_AUFGABEN_
1. Der Artikel über die Klimapolitik nach der EU-Wahl sagt, dass man bei den Energieversorgern schon nach Wegen sucht, sich auf die neue Lage einzustellen. Erkläre in ein bis drei Sätzen, welchen Grund der Artikel dafür nennt.
2. Schreibe den Artikel über die Klimapolitik nach der EU-Wahl nach seinem letzten Satz weiter.

_TEXTAUSZUG_
====

Regierung will nach grünem Wahlsieg noch mehr „Klimaschutz“ – Ökonom warnt vor Fundamentalismus

Ökonom Manuel Frondel vom Rheinisch-Westfälischen Institut für Wirtschaftsforschung (RWI) sieht einen „bestimmten Fundamentalismus“ in der deutschen Debatte über Klima und Energie. Es ist davon auszugehen, dass der politische Druck auf die Versorgungsunternehmen nun weiter erhöht wird.
Von 28. Mai 2019

Nach dem Rekordergebnis für die Grünen und der Wahlschlappe für die Regierungsparteien CDU und SPD bei den EU-Wahlen haben diese angekündigt, künftig einen noch stärkeren Fokus auf den „Klimaschutz“ zu legen. Welche konkreten Maßnahmen man in Berlin dabei im Auge hat, dazu gibt es noch wenig Konkretes. Ein möglicher Schritt wäre es beispielsweise, die vor den EU-Wahlen vorerst ad acta gelegten Pläne für eine „CO2-Abgabe“ wieder hervorzuholen.

Womit aber jedenfalls zu rechnen sein wird, ist, dass die Politik die Vorgaben an die Energieversorger zur Erreichung der Ziele der „Energiewende“ noch weiter verschärfen und den Druck erhöhen wird. In den Vorstandetagen scheint man bereits nach Wegen zu suchen, sich darauf einzustellen. Die „Welt“ schreibt, dass RWE, E.ON & Co. jenes Szenario durchspielen, das sich ARD-Chefredakteur Rainald Becker bereits am sonntäglichen Wahlabend herbeigewünscht hatte: Deutschland wird von einem grünen Kanzler regiert.

„Das Erstarken der Grünen wird die Energieversorger zu einem konsequenten Umsteuern hin zu mehr erneuerbaren Energien und Wärme-/Verkehrswende zwingen“, droht Claudia Kemfert vom Deutschen Institut für Wirtschaftsforschung (DIW). Die strategischen Optionen für die Unternehmen werden, je engmaschiger die politischen Vorgaben werden, immer geringer.

Energieunternehmen haben Appelle an Augenmaß aufgegeben

Die deutschen Energieunternehmen, die immer noch als Feindbilder der Befürworter eines radikalen ökologischen Umbaus der deutschen Energieversorgung und des deutschen Verkehrssystems gelten, sind von ihren anfänglichen Appellen, Augenmaß zu bewahren, längst abgerückt. Sie scheinen sich in ihr Schicksal gefügt zu haben.

====

_BEREITGESTELLTE ANGABEN_
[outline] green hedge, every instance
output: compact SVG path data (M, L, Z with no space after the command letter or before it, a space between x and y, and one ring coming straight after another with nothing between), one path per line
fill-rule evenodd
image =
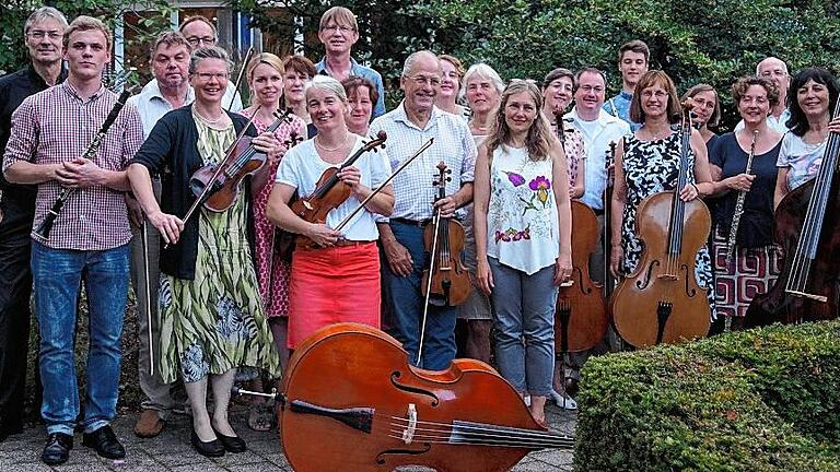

====

_ANTWORTEN_
1. Nach dem Rekordergebnis der Grünen und der Ankündigung der Regierungsparteien, den Fokus stärker auf den Klimaschutz zu legen, ist damit zu rechnen, dass die Politik die Vorgaben an die Energieversorger verschärft. Diese Vorgaben dienen der Erreichung der Ziele der Energiewende. Außerdem wird die Politik den Druck auf die Unternehmen weiter erhöhen.

2.
Stefan Kapferer, Chef des BDEW, des Branchenverbandes der Energiewirtschaft, übt sich in Zweckoptimismus und äußert der „Welt“ gegenüber die Hoffnung, dass „in der Energie- und Klimapolitik jetzt mindestens einen Gang höher geschaltet wird“. Dabei meint er, dass der Druck auf die Politik größer würde, den Netzausbau voranzubringen, damit mehr Strom aus regenerativen Energiequellen nutzbar werde und der angestrebte Anteil von 65 Prozent erneuerbarer Energien bis 2030 erreicht werden könne.

Inwieweit die Erreichung dieses politischen Ziels mit einer massiven Erhöhung ausländischer Energieimporte einhergehen wird, thematisierte er nicht. Kein Blatt vor den Mund nahm sich Markus Steilemann, Chef des Chemiekonzerns Covestro, der gegenüber dem „Tagesspiegel“ deutlich macht, dass utopistische Politik vom Schreibtisch aus konkrete Folgen im Alltagsleben haben kann:

„Wenn wir aus der Kernkraft und nun auch noch der Kohle aussteigen, dann müssen die erneuerbaren Energien als integraler Bestandteil eines Konzeptes zur Versorgungssicherheit die Lücke füllen“, erklärt er in dem Interview mit der Zeitung aus der Hauptstadt.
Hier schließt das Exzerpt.